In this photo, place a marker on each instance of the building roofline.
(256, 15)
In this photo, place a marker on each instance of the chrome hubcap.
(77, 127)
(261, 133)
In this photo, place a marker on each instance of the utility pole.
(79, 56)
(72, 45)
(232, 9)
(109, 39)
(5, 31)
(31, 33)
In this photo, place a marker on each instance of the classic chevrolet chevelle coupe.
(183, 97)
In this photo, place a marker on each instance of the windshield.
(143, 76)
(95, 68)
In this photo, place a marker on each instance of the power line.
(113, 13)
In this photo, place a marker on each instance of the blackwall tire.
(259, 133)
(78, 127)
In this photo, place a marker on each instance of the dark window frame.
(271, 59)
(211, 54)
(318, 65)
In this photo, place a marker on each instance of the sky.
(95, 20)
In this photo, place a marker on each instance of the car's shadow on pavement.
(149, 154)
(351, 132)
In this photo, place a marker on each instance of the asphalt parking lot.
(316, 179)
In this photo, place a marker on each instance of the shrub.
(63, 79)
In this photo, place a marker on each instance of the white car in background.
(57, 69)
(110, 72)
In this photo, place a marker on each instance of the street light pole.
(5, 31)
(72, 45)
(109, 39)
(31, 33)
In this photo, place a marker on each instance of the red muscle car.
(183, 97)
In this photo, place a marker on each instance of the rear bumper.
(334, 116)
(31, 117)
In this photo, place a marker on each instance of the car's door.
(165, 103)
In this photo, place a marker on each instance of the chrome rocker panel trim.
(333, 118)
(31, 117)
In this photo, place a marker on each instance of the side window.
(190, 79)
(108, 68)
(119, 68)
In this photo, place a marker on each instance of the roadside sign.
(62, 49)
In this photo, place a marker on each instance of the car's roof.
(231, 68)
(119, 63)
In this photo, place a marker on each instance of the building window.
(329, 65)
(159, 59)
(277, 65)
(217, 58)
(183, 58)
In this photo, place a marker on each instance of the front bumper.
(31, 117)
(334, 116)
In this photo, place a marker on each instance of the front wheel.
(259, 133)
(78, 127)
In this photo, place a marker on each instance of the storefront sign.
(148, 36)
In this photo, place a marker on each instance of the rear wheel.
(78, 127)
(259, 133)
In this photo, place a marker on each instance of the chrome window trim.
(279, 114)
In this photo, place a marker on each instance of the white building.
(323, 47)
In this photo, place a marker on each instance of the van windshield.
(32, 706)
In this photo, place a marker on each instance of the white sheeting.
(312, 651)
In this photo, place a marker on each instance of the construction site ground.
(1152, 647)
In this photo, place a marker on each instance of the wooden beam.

[PROBLEM DETAILS]
Restate every entry word for word.

[OUTPUT]
In this photo, place a marker on each instance of the building roofline.
(256, 15)
In this photo, place a marker on each instance of the chrome hubcap.
(77, 127)
(261, 133)
In this photo, place a marker on each instance of the utility pole.
(79, 56)
(72, 45)
(232, 9)
(109, 39)
(5, 31)
(31, 33)
In this photo, place a marker on each instance of the classic chevrolet chevelle coupe.
(183, 97)
In this photo, place a marker on each instance of the windshield.
(143, 76)
(95, 68)
In this photo, place a marker on each instance of the power line.
(113, 13)
In this photo, place a marker on each instance of the blackwall tire.
(259, 133)
(78, 127)
In this photo, place a marker on each instance of the dark window frame.
(271, 59)
(211, 54)
(318, 65)
In this photo, place a marker on each instance of the sky.
(95, 20)
In this photo, place a marker on each instance of the car's shadow on pavement.
(149, 154)
(351, 132)
In this photo, place a marker on each instance of the asphalt parking lot.
(316, 179)
In this photo, place a marker on each instance of the shrub.
(63, 79)
In this photo, place a marker on each instance of the white car in background.
(57, 69)
(110, 72)
In this photo, place a marker on each instance of the street light pole.
(5, 31)
(72, 45)
(109, 39)
(31, 33)
In this photo, place a marker on each instance of the red muscle car.
(183, 97)
In this photo, place a marker on each instance of the rear bumper.
(334, 116)
(31, 117)
In this photo, place a marker on each instance of the car's door.
(165, 103)
In this photo, place a marker on each instance of the chrome rocker panel trim.
(333, 118)
(31, 117)
In this photo, place a marker on each instance of the side window.
(190, 79)
(108, 68)
(119, 68)
In this photo, place a marker on each instance of the roadside sign.
(62, 49)
In this photo, place a marker on each instance of the car's roof.
(231, 68)
(119, 63)
In this photo, place a marker on each instance of the building window.
(329, 65)
(159, 59)
(277, 65)
(217, 58)
(183, 58)
In this photo, place a marker on each instance of the front bumper.
(31, 117)
(334, 116)
In this photo, place a marker on each instance of the front wheel.
(259, 133)
(78, 127)
In this photo, place a marker on each instance of the storefront sign.
(148, 36)
In this photo, place a marker on each instance of the rear wheel.
(78, 127)
(259, 133)
In this photo, place a marker on each instance of the chrome window trim.
(279, 114)
In this photo, place a marker on each instance of the white building.
(323, 47)
In this photo, place a marker on each instance of the van windshield.
(32, 706)
In this photo, place a marker on each instance of the white sheeting.
(312, 651)
In this photo, place a marker on each instance of the construction site ground.
(1152, 647)
In this photo, place a marker on each instance of the wooden beam.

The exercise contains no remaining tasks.